Reproduce the entries word for word, starting at the line that contains "Report the location of each instance of the bare" and ending at the last line of the entries. Leave the pictures out.

********************

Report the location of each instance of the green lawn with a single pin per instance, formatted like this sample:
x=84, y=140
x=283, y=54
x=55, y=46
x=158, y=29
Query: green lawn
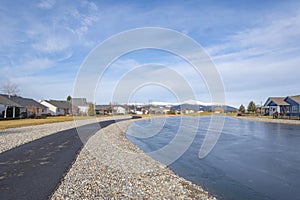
x=4, y=124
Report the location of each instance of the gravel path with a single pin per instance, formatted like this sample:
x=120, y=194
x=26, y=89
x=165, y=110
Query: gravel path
x=110, y=167
x=13, y=137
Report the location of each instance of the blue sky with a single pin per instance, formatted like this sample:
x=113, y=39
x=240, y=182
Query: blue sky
x=255, y=45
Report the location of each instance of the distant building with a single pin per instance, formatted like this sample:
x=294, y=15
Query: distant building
x=119, y=110
x=277, y=105
x=81, y=104
x=58, y=107
x=12, y=106
x=294, y=102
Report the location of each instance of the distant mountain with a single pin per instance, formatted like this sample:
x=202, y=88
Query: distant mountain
x=189, y=105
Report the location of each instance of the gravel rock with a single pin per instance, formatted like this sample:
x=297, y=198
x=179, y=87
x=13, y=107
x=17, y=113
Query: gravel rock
x=111, y=167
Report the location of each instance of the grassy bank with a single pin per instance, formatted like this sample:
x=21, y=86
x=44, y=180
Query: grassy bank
x=30, y=122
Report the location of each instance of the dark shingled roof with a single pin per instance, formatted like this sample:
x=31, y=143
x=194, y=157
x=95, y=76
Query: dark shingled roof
x=60, y=104
x=295, y=98
x=79, y=102
x=23, y=102
x=279, y=101
x=7, y=102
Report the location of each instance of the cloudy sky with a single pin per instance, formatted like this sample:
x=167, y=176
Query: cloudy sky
x=254, y=45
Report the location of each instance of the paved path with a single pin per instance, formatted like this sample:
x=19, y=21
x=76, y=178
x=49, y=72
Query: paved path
x=34, y=170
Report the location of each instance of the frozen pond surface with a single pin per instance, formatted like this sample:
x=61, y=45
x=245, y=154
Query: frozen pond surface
x=251, y=160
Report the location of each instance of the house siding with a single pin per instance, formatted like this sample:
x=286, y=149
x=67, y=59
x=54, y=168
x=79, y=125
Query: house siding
x=294, y=107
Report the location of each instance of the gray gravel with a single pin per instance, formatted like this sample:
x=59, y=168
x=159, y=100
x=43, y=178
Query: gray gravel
x=110, y=167
x=270, y=120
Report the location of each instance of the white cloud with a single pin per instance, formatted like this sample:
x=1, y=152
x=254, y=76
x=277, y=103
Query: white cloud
x=52, y=45
x=46, y=4
x=266, y=38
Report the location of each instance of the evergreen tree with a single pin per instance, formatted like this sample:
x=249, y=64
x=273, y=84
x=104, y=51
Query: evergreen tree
x=91, y=110
x=252, y=107
x=242, y=109
x=69, y=98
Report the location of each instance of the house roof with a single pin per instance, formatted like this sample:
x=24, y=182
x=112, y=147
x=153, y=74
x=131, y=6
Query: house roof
x=296, y=98
x=7, y=102
x=278, y=101
x=60, y=103
x=24, y=102
x=79, y=102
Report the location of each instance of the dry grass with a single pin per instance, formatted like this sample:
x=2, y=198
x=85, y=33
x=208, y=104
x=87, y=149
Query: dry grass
x=30, y=122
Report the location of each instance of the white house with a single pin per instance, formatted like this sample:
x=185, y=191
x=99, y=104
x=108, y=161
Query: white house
x=81, y=104
x=119, y=110
x=276, y=105
x=58, y=107
x=13, y=106
x=5, y=104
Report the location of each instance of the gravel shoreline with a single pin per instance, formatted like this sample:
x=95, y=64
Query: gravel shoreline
x=279, y=121
x=111, y=167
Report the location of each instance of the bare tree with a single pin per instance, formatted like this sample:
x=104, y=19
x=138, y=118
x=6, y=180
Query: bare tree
x=10, y=88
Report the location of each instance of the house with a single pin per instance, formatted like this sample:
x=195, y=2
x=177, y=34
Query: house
x=81, y=104
x=119, y=110
x=294, y=102
x=159, y=111
x=58, y=107
x=276, y=105
x=25, y=107
x=7, y=108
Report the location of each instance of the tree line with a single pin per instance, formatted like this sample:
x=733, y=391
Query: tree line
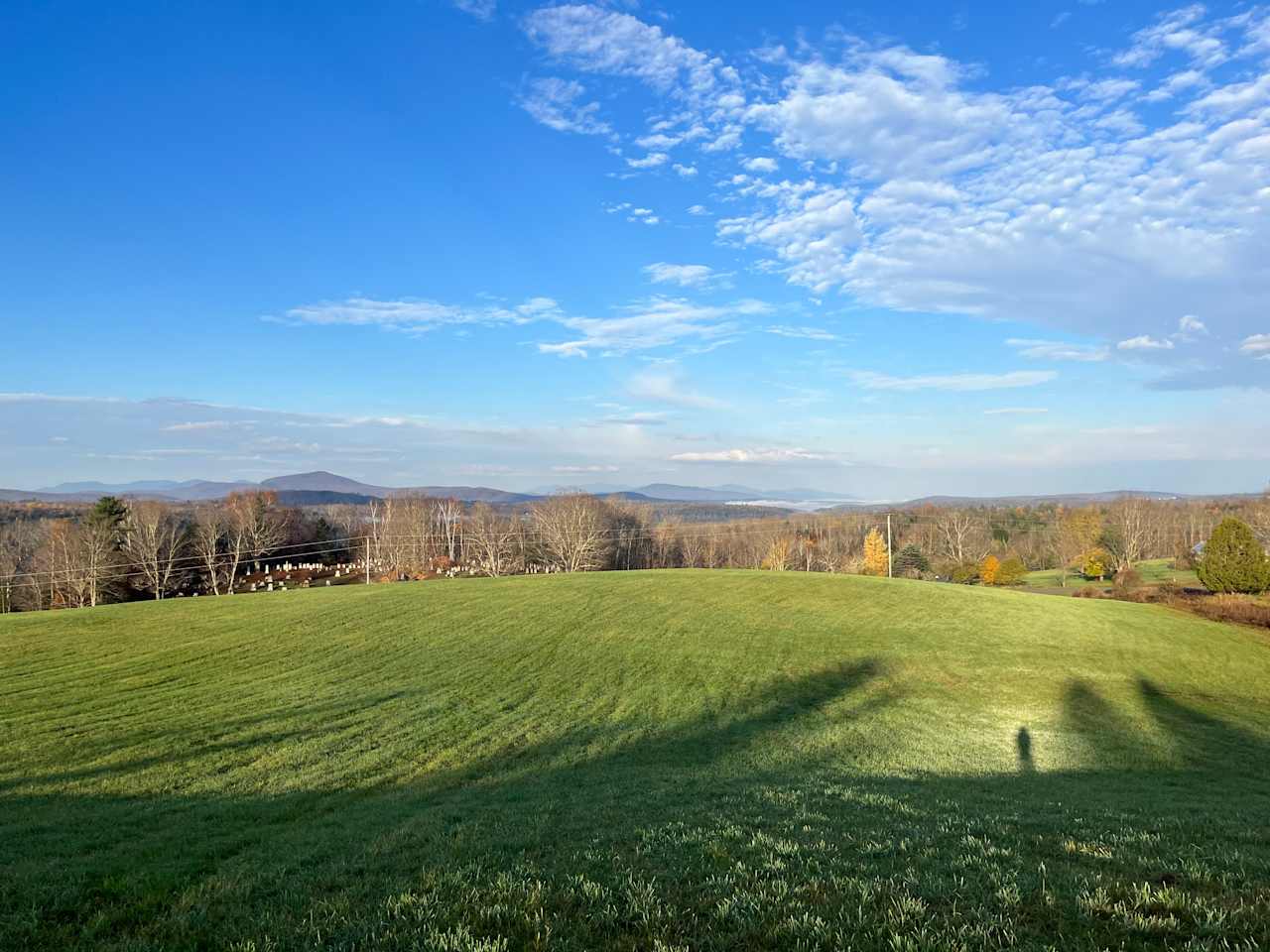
x=122, y=549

********************

RESPONSE TO THIS EXERCISE =>
Report the location of each instance of the bare tree with a single pin per instance, formatted like this sample:
x=104, y=19
x=138, y=118
x=6, y=180
Query: bare tree
x=10, y=88
Report the location of each instance of the house with a single pin per instance, formatted like this sample:
x=195, y=2
x=177, y=34
Query: house
x=81, y=104
x=119, y=110
x=294, y=102
x=159, y=111
x=58, y=107
x=276, y=105
x=25, y=107
x=7, y=108
Report the location of each instance of the tree line with a single pin per instance, formatted like this sample:
x=733, y=391
Query: tree line
x=122, y=549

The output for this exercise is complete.